* **Exercise task**: Convert the entries from the line containing "Exercise. Point out the red strap" to the line containing "point(899, 599)" into a two-column CSV headed instruction and coordinates, with one row per entry and each value in a single quoted field whose line breaks are replaced by spaces. Omit the pictures from the output.

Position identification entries
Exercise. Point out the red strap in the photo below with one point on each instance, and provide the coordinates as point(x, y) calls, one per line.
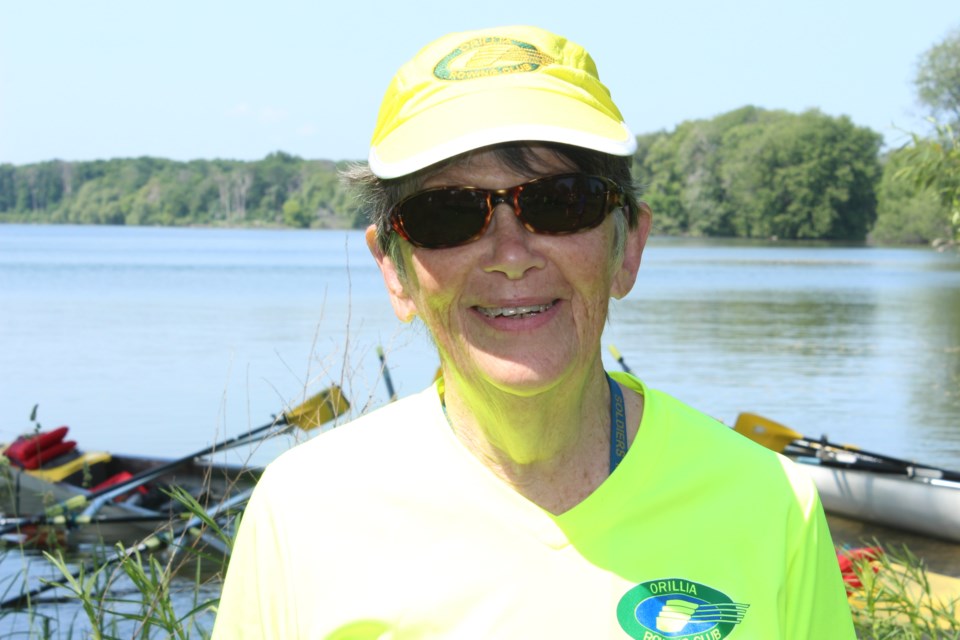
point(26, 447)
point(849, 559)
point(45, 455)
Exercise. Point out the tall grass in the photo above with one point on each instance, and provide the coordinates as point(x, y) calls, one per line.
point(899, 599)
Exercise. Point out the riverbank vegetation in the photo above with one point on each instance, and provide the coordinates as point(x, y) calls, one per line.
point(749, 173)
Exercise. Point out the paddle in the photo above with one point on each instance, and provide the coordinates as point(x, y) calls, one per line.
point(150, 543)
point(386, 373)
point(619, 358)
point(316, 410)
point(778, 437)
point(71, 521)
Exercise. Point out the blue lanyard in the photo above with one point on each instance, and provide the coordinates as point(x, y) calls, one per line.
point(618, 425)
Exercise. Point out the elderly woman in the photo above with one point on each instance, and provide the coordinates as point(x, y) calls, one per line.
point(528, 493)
==
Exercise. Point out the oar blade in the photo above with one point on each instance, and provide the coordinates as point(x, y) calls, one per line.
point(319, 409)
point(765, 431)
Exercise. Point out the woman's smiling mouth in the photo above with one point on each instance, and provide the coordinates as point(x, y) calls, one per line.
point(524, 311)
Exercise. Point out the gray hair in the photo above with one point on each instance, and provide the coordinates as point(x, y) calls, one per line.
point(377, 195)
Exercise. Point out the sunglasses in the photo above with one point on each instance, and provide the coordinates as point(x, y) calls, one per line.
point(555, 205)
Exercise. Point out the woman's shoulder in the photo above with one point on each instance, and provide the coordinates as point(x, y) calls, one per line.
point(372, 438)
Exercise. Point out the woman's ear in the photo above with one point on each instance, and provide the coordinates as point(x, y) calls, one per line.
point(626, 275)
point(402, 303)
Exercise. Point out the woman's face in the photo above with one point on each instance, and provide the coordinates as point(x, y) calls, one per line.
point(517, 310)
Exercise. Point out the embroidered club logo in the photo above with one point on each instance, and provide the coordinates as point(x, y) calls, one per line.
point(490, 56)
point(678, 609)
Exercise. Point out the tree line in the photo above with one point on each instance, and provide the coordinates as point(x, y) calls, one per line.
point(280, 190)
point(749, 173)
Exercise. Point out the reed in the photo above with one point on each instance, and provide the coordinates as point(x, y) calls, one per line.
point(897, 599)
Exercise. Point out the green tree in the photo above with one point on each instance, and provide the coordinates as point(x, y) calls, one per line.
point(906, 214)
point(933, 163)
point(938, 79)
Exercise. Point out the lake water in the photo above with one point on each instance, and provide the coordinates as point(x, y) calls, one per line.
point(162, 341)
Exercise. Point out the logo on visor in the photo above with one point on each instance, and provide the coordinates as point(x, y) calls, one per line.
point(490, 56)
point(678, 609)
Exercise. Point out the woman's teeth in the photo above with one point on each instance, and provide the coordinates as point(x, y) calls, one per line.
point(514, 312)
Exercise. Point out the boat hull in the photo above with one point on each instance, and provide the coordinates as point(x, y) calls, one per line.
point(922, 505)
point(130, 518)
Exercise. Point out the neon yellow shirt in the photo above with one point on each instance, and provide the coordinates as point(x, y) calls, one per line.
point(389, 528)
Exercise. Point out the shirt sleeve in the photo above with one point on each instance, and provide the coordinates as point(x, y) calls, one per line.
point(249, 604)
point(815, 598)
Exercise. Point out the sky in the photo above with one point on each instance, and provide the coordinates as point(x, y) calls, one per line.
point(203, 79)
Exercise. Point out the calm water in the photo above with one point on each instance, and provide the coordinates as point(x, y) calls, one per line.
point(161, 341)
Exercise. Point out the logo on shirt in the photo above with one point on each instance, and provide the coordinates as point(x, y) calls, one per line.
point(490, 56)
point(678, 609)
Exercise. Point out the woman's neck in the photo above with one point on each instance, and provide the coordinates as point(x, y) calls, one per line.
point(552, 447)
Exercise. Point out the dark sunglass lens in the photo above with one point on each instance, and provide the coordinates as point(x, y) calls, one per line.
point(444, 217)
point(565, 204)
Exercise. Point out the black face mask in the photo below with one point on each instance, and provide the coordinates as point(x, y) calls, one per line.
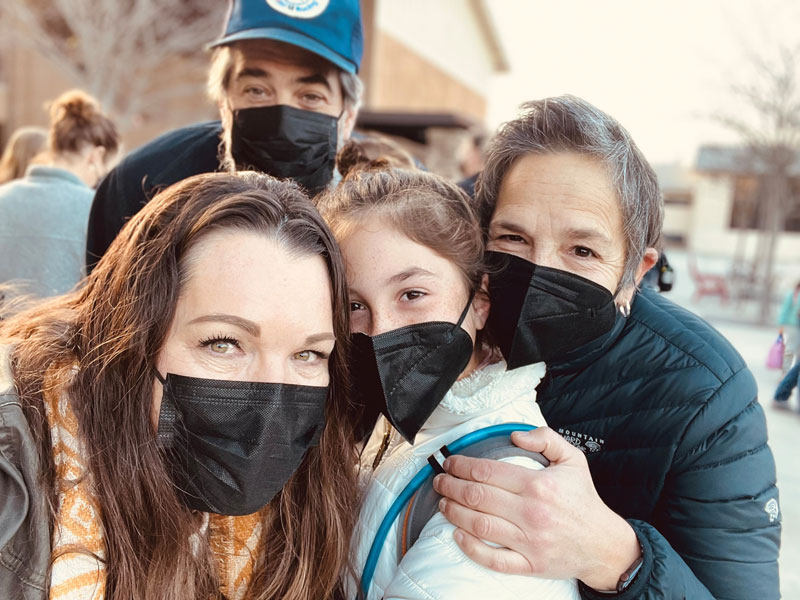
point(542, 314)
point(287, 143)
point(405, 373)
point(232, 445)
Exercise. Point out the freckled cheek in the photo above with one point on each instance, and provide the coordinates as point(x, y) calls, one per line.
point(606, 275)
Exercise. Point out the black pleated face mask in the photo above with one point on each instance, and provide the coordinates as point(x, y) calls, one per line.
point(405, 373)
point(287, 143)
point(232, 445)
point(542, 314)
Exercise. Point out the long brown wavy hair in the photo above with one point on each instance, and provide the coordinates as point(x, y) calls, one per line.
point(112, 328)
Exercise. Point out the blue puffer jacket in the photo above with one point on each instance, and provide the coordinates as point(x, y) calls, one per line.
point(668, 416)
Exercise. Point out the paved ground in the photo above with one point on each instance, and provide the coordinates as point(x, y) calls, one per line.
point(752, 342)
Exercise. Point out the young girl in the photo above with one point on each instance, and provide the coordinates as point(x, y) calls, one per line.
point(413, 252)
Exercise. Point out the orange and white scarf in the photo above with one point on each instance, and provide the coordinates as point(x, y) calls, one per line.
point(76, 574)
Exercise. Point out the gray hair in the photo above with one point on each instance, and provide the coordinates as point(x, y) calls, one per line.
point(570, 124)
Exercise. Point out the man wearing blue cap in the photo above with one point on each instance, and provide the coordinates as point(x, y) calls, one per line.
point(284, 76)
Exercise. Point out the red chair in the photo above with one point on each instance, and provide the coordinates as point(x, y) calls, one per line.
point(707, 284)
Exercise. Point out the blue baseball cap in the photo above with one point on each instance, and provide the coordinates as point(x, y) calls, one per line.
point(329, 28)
...
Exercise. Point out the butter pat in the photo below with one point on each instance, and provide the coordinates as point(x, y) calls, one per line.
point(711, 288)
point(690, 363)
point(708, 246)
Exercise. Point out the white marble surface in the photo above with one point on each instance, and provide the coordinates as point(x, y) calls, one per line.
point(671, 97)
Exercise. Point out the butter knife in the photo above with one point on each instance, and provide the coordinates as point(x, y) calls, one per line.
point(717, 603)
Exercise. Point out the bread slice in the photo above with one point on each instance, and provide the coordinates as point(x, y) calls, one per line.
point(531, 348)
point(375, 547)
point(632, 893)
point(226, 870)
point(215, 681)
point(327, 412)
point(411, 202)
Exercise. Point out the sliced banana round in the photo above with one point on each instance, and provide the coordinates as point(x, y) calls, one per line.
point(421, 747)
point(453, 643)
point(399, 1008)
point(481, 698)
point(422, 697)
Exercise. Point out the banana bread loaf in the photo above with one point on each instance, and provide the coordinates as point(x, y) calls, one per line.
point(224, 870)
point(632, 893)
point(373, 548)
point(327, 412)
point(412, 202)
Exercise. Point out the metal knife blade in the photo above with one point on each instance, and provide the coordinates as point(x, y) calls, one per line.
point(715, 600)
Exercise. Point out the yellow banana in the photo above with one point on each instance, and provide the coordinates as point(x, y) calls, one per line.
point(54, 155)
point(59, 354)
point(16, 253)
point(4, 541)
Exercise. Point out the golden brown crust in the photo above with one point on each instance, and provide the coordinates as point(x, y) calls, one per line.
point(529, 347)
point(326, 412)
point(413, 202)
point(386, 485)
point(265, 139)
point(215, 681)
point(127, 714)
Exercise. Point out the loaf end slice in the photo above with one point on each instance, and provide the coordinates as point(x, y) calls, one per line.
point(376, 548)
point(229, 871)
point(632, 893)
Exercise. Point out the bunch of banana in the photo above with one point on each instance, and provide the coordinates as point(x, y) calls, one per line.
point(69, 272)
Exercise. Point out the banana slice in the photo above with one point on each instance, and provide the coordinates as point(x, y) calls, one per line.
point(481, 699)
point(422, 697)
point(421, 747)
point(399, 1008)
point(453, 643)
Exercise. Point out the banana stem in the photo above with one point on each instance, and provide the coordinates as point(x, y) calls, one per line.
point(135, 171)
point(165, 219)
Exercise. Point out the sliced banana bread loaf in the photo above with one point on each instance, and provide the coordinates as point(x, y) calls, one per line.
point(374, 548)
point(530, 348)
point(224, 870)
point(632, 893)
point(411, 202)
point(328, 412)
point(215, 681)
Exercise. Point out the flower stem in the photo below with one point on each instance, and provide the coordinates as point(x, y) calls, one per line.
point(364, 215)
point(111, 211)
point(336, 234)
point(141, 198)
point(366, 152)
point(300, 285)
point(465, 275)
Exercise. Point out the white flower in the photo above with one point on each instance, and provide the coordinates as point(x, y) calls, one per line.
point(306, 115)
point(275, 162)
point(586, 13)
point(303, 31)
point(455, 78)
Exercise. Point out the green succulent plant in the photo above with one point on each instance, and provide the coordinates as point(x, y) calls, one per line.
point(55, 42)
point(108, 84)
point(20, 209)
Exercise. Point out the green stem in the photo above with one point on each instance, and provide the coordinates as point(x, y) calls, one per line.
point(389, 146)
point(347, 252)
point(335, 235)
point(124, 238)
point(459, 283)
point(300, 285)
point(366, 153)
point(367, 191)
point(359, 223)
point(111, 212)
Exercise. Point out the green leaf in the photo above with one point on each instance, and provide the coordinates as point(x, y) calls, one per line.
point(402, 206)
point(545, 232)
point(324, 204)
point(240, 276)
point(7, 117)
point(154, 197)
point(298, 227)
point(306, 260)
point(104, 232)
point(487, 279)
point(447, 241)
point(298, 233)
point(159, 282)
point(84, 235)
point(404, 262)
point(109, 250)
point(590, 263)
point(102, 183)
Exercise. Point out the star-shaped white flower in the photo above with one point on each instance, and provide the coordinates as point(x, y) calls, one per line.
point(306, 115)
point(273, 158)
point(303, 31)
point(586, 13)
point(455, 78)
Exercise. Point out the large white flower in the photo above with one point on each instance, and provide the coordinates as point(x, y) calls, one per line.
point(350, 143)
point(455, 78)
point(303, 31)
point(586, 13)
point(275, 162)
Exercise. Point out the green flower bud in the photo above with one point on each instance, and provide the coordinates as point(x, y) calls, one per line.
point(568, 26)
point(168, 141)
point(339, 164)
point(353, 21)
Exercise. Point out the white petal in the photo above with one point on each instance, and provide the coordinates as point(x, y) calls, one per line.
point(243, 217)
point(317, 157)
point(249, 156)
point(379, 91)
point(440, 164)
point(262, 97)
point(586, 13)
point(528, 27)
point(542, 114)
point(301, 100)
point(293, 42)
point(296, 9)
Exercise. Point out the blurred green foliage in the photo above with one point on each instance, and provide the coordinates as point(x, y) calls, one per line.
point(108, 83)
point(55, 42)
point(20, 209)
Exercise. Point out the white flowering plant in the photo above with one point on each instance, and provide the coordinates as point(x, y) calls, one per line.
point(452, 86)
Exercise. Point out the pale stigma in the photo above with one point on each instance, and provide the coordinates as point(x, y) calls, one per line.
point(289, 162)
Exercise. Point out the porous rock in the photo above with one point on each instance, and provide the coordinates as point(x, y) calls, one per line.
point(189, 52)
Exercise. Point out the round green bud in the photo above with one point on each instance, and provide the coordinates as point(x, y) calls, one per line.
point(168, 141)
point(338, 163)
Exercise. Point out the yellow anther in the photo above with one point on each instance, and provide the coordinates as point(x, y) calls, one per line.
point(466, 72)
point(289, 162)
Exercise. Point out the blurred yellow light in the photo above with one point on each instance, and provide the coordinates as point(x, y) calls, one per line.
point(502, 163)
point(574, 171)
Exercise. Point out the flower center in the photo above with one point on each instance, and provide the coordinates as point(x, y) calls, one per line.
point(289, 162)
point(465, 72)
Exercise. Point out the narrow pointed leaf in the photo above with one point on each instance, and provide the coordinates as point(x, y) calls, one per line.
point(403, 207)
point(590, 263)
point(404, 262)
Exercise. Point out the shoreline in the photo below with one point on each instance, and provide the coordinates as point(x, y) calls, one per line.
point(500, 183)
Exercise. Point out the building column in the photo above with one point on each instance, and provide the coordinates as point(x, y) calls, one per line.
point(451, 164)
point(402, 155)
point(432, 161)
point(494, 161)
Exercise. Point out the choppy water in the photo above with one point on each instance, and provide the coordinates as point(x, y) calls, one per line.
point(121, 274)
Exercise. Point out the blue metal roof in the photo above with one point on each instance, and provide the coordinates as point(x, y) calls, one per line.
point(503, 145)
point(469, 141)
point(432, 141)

* **Output for this exercise**:
instruction,coordinates
"Exercise. Point out the red strap in the photo below with one point on each instance, and provide the coordinates as point(x, y) calls, one per line.","point(26, 447) point(849, 559) point(45, 455)"
"Exercise. Point out the tall grass in the photo above with one point on each instance, and provide the coordinates as point(x, y) calls, one per line.","point(899, 599)"